§ **The exercise**
Write out, precisely and in full, each line of the material.

§ **Extracted records**
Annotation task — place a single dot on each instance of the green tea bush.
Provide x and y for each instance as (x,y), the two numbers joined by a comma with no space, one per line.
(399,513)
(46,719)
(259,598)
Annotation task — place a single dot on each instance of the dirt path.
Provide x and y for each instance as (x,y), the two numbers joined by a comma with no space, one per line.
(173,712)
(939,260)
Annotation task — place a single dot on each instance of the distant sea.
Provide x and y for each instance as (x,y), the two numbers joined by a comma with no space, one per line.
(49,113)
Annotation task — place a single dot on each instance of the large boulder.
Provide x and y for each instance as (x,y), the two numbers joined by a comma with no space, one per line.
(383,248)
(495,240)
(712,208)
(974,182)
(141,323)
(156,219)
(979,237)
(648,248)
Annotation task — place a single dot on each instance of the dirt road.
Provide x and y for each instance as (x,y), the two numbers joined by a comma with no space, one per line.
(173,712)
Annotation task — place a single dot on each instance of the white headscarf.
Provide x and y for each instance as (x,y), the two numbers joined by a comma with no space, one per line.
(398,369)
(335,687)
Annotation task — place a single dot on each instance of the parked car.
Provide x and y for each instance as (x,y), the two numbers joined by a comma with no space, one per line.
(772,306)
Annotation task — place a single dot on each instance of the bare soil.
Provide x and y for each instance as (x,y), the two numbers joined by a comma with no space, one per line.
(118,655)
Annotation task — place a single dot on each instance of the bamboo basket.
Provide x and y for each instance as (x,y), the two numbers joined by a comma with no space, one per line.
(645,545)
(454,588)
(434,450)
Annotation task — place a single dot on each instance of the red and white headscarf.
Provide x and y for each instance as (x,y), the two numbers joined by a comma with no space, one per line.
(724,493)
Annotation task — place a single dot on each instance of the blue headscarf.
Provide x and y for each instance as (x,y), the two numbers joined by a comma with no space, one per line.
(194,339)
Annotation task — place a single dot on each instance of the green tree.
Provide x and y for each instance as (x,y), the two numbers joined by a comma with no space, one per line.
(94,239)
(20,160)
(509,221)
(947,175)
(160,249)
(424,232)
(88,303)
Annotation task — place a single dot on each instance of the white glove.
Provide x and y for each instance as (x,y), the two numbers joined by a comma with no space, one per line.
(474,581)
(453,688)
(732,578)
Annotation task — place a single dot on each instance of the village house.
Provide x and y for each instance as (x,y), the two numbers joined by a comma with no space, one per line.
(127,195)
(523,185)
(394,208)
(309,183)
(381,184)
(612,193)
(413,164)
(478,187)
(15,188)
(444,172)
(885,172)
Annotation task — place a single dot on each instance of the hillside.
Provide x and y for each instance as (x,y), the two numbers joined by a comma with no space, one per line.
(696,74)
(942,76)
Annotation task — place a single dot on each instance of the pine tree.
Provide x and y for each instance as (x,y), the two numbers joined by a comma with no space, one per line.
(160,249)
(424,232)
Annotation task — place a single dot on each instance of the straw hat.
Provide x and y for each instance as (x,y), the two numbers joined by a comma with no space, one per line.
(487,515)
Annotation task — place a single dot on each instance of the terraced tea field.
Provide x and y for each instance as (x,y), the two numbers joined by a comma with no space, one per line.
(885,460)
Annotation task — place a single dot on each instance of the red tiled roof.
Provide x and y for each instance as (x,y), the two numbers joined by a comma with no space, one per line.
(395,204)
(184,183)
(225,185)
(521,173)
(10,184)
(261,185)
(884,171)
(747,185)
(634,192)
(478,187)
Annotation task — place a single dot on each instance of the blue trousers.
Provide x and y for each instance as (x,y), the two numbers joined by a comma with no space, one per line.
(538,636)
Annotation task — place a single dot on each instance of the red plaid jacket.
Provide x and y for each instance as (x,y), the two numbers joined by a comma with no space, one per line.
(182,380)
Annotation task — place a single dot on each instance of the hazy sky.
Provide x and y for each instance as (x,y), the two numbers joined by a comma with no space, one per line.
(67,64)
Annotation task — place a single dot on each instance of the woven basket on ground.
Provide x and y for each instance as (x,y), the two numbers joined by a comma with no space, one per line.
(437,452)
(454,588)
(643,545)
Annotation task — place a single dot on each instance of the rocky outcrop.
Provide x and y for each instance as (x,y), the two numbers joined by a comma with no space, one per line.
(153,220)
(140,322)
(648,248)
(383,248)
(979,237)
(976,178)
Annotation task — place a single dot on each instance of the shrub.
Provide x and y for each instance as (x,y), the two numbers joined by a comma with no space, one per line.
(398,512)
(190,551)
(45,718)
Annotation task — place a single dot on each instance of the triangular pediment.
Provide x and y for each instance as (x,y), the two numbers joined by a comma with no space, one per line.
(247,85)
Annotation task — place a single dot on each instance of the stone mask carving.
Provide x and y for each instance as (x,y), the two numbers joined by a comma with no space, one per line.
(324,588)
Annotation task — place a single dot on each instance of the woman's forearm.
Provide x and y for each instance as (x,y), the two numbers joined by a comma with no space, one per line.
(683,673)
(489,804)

§ **Full output**
Annotation task — place a single dot on each instance of the green tea bush.
Provide x and y for each instance as (x,y), the two numbers joined by a comma with no space, one per line.
(399,513)
(46,719)
(259,598)
Annotation task — place a single dot on each instance of the dirt path.
Provide x and y for each instance as (x,y), the two numbers joined by a comma with no space, one per line.
(173,712)
(939,260)
Annotation task — place a single dot on each instance of the distant sea.
Provide x and y for each instance as (x,y), the two numbers joined by a comma with no space, one per line.
(49,113)
Annotation task — place a single dot on each instance of the large boulder.
Provide x and y for each instance as (x,y), the two numbers joined by a comma with no space, one per line.
(383,248)
(495,240)
(712,208)
(974,182)
(141,323)
(156,219)
(979,237)
(648,248)
Annotation task — place a single dot on each instance of the dirt road.
Provide x and y for each instance as (x,y), the two numbers joined by a comma with no space, one per line.
(173,712)
Annotation task — place a single dot on each instance of the white headscarf.
Provide x and y for each instance as (x,y), the two numbers joined by a comma with no space, one per line.
(398,369)
(335,687)
Annotation task — place a single dot on each instance of the parked car.
Provide x and y for each instance as (x,y), the two numbers joined by a comma with no space, one per line.
(772,306)
Annotation task — place a single dot on each instance of the bare soil.
Provide x and y for each instance as (x,y), the two numbers joined by a comma with no space, one per line.
(118,655)
Annotation task — place a single dot on each instance of the bamboo basket.
Provide x and y for each instance as (x,y), the two numbers joined by a comma with no space, one per line.
(645,545)
(454,588)
(434,450)
Annotation task — place a single dot on each instance of the red and white headscarf.
Provide x and y for each instance as (x,y), the two numbers joined by a comma with no space, one per line.
(724,493)
Annotation task — place a single dot on each instance of the blue headscarf.
Provide x and y for each instance as (x,y), the two numbers joined by a comma with no space, one per line.
(194,339)
Annotation task — place a single dot on each instance of the green tree.
Provide x and y for each instance as (x,y), the two numbers joined by a comma with no space, one per line.
(94,239)
(20,160)
(509,221)
(947,175)
(160,249)
(424,232)
(88,303)
Annotation task — place a single dot on each instance of the white glove.
Provide x and y for each instance as (x,y), the two numbers joined by a comma with no space, one per line.
(474,581)
(453,688)
(732,578)
Annotation task — place a single dot on each instance of the village house.
Provide x and y for each instance as (x,y), the two numbers joined by a comma with no space, one per line.
(127,195)
(523,185)
(394,208)
(309,183)
(381,184)
(612,193)
(413,164)
(478,187)
(15,188)
(444,172)
(885,172)
Annotation task — place a single dot on each instance of the hillside.
Provide x and y for each instance as (x,y), the two numbers joined by a comma with no space, one per line.
(696,74)
(942,76)
Annotation task — place a single dot on each instance of the pine tree.
Provide x and y for each instance as (x,y), the two numbers joined by a comma with no space, one per line.
(160,249)
(424,232)
Annotation task — place a single dot on each instance of the straw hat.
Provide x and y for each instance as (x,y), the two numbers joined by a comma with no space, one per line.
(487,515)
Annotation task — place a single dot on each instance of the terraced tea field.
Provide x and y for each instance as (x,y), the two numbers joined by a comma with no space, one per line.
(885,460)
Annotation task — place a single dot on each instance of the red tiled roof.
Provide x and y for each instance as (x,y), the two numbers joined by a comma with no space, one per line.
(395,204)
(184,183)
(225,185)
(521,173)
(10,184)
(261,185)
(884,171)
(747,185)
(634,192)
(478,187)
Annotation task — place a single dot on each instance of the blue trousers.
Provide x and y for each instance as (x,y), the two numbers joined by a comma with no space, one per line.
(538,636)
Annotation task — place a single dot on each instance of the red plaid jacket.
Provide x and y for each instance as (x,y), the two numbers joined by a comma with no space, one per line.
(182,380)
Annotation task — place a single dot on each instance of the hazy sky.
Provide x and y for each instance as (x,y), the two numbers joined by a comma with no space, one per line.
(67,64)
Annotation task — place a single dot on each instance of the woven basket on ground.
Provide x and y for each instance as (x,y), the two numbers joined by a comma with no space, one per line.
(437,452)
(454,588)
(643,545)
Annotation task — place a single dot on each instance of the rocky outcrop.
Provide x and y for each instance as (x,y), the two numbers joined by a comma with no space, one per line.
(153,220)
(140,322)
(648,248)
(383,248)
(979,237)
(976,178)
Annotation task — place a single dot on each instance of the shrub.
Provide x and y for each instance as (x,y), the two numbers joined by a comma with no space, one per line.
(398,512)
(190,551)
(45,718)
Annotation task — place a single dot on each instance of the triangular pediment.
Provide x and y for each instance as (x,y), the two numbers joined by a comma with no space, one per line.
(247,85)
Annotation task — place a single dot on each instance of the stone mask carving.
Provide x and y for each instance as (x,y), the two numbers joined by a comma with no space, one per line.
(324,588)
Annotation task — place a single dot on each instance of the woman's forearm.
Provide x and y for each instance as (x,y), the two numbers joined by a comma with no space, one per line.
(683,673)
(489,804)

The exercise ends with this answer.